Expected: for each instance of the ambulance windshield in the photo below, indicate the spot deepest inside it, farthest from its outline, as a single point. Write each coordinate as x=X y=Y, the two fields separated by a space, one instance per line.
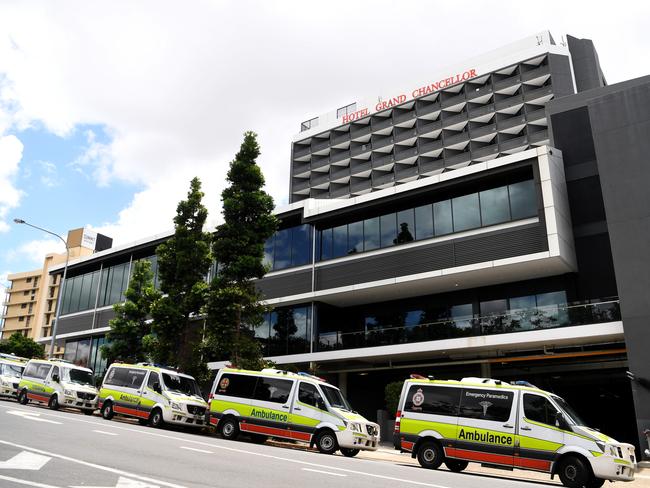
x=335 y=398
x=78 y=376
x=181 y=384
x=569 y=412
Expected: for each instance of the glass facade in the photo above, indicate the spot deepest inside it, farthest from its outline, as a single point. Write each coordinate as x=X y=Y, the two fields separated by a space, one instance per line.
x=288 y=248
x=285 y=331
x=472 y=211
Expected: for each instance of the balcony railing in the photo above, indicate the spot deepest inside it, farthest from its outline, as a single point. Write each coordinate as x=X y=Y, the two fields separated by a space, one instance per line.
x=540 y=318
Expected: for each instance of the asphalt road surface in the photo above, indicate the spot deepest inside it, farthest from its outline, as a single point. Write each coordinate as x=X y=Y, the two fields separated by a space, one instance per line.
x=66 y=449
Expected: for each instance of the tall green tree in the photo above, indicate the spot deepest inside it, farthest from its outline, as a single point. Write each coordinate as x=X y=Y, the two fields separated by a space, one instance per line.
x=126 y=339
x=22 y=346
x=183 y=262
x=234 y=308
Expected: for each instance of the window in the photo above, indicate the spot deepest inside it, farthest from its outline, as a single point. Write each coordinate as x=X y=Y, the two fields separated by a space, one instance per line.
x=388 y=226
x=539 y=409
x=423 y=222
x=466 y=212
x=495 y=207
x=437 y=400
x=153 y=379
x=486 y=404
x=236 y=385
x=308 y=394
x=523 y=200
x=371 y=234
x=273 y=390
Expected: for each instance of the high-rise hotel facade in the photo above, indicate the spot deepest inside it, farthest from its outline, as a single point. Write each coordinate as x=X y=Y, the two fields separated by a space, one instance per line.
x=459 y=227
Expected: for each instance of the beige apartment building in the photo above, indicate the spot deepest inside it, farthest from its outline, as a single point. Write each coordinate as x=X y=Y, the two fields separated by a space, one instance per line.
x=30 y=302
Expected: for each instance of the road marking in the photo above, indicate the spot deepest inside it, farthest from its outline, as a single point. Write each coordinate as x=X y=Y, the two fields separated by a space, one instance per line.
x=93 y=465
x=31 y=416
x=323 y=472
x=28 y=483
x=196 y=450
x=25 y=460
x=122 y=483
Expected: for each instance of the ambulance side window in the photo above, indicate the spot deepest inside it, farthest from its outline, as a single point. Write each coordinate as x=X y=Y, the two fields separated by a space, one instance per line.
x=486 y=404
x=153 y=379
x=273 y=390
x=308 y=394
x=436 y=400
x=237 y=385
x=538 y=409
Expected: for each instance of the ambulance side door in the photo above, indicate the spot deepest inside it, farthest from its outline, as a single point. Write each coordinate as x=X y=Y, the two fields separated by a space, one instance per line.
x=539 y=436
x=307 y=410
x=487 y=425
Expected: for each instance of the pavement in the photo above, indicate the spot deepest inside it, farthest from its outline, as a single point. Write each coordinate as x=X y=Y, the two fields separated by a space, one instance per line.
x=66 y=449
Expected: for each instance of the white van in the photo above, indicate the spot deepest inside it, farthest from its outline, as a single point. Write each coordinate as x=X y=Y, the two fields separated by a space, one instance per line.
x=58 y=383
x=508 y=426
x=297 y=406
x=11 y=369
x=152 y=394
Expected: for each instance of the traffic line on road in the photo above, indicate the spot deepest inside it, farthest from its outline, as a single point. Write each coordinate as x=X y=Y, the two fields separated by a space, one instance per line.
x=197 y=450
x=323 y=472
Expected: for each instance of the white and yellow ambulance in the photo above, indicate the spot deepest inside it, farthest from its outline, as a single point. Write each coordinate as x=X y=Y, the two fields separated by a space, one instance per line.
x=296 y=406
x=152 y=394
x=58 y=383
x=11 y=369
x=508 y=426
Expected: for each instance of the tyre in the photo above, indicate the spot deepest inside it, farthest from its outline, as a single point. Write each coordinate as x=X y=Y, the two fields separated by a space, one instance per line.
x=156 y=419
x=258 y=439
x=54 y=402
x=574 y=472
x=455 y=465
x=230 y=429
x=22 y=398
x=349 y=452
x=430 y=455
x=326 y=442
x=107 y=411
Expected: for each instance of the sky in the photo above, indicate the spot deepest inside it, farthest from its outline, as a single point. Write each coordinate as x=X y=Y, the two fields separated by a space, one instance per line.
x=109 y=109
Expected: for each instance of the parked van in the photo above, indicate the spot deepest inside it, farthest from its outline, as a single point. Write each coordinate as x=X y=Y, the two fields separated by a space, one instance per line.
x=505 y=425
x=58 y=383
x=273 y=403
x=152 y=394
x=11 y=369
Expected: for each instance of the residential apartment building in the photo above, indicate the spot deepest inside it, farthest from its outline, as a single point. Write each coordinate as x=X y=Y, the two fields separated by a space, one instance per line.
x=476 y=224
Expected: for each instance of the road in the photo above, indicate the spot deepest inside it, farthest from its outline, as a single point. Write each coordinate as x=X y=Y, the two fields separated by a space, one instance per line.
x=65 y=449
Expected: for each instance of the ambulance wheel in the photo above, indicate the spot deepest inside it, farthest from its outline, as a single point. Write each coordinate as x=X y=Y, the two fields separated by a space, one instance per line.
x=229 y=428
x=156 y=419
x=22 y=398
x=54 y=402
x=349 y=452
x=574 y=472
x=107 y=411
x=326 y=442
x=455 y=465
x=430 y=455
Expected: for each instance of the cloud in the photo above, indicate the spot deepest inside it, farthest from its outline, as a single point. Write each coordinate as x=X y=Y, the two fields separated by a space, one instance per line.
x=175 y=88
x=11 y=152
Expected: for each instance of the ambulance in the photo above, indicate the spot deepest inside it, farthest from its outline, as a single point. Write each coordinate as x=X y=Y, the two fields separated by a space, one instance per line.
x=153 y=394
x=57 y=383
x=11 y=369
x=296 y=406
x=506 y=426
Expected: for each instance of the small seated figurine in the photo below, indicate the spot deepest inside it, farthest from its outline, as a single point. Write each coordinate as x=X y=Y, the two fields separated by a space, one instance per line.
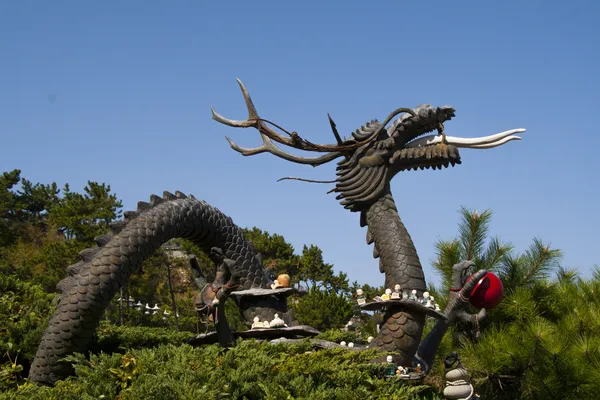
x=387 y=295
x=282 y=281
x=277 y=322
x=431 y=302
x=362 y=299
x=413 y=295
x=391 y=367
x=397 y=292
x=257 y=324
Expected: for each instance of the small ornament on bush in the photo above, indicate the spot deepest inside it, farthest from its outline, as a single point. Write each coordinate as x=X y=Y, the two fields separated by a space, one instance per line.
x=488 y=292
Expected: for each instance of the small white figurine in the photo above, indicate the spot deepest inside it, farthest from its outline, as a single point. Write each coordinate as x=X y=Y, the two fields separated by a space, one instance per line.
x=431 y=302
x=277 y=322
x=397 y=292
x=413 y=295
x=387 y=295
x=362 y=299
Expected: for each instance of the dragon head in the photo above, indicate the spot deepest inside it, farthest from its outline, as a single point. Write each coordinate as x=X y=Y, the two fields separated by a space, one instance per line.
x=375 y=153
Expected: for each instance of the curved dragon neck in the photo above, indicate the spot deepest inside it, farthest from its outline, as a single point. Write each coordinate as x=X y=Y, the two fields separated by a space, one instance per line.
x=394 y=247
x=103 y=269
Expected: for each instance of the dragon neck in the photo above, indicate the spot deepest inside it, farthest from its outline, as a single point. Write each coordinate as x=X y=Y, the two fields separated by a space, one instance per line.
x=397 y=254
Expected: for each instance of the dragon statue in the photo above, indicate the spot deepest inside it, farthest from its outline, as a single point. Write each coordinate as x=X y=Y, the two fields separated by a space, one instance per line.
x=370 y=158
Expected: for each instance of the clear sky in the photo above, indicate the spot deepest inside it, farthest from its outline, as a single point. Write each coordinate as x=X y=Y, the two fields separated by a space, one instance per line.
x=120 y=92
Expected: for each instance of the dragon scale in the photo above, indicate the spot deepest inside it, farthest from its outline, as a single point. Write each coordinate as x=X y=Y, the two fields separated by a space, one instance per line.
x=104 y=269
x=401 y=330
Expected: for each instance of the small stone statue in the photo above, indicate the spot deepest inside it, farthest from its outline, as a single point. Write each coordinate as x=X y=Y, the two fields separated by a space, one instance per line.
x=431 y=302
x=413 y=295
x=277 y=322
x=282 y=281
x=257 y=324
x=397 y=292
x=391 y=367
x=362 y=299
x=387 y=295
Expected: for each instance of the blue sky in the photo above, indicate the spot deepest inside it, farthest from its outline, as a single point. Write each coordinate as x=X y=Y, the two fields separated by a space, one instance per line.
x=120 y=92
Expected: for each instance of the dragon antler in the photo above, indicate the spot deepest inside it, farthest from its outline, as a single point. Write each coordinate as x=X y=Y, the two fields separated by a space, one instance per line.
x=268 y=135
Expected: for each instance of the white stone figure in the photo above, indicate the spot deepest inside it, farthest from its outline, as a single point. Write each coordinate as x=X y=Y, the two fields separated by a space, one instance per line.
x=360 y=297
x=257 y=324
x=397 y=292
x=276 y=284
x=277 y=322
x=431 y=302
x=387 y=295
x=349 y=326
x=413 y=295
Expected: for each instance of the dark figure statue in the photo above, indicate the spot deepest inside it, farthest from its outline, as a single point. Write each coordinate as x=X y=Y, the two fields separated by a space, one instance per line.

## Exercise requirements
Copy out the lines starting at the one containing "Expected: for each instance of the dragon antler" and ending after the one containing "x=268 y=135", both included.

## Reply
Expected: for each instance of the dragon antler in the photo above, indicate the spot deepest inside it, farthest from its outline, as a single point. Write each coordinate as x=X y=Y, the two fields separated by a space, one instance per line.
x=268 y=135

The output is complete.